### Set exercise
Without omitting anything, return the records precisely as given.

--- start of Dataset entries ---

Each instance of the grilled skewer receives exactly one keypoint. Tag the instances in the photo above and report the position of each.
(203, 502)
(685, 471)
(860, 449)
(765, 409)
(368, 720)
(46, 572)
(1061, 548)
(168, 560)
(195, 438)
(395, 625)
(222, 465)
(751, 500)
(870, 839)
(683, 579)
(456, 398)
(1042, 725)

--- end of Dataset entries ---

### Expected answer
Each instance of the grilled skewer receives exactly one keypoint. Tag the instances in the photo above and report the position of each.
(203, 502)
(685, 471)
(860, 449)
(765, 409)
(368, 720)
(46, 572)
(1061, 548)
(168, 560)
(195, 438)
(395, 625)
(222, 465)
(751, 500)
(870, 839)
(683, 579)
(456, 398)
(1042, 725)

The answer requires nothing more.